# INFORMATION
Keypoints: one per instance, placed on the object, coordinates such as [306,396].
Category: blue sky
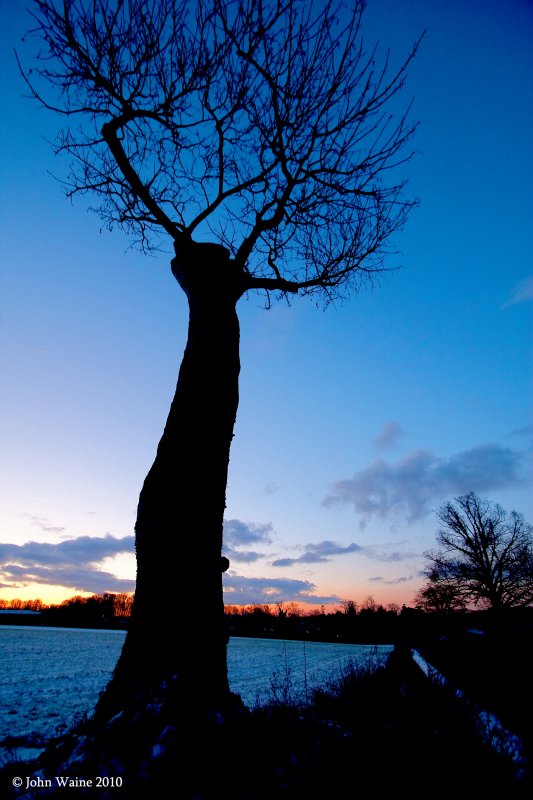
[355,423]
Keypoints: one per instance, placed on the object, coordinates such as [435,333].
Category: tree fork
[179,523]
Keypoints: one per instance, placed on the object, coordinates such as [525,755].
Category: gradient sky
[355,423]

---

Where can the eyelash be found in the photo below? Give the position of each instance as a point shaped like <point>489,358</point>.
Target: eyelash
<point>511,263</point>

# WHAT YOU WILL DO
Give the number of lines in the entries above that include the string "such". Write nothing but that number.

# RESPONSE FOR THIS EXERCISE
3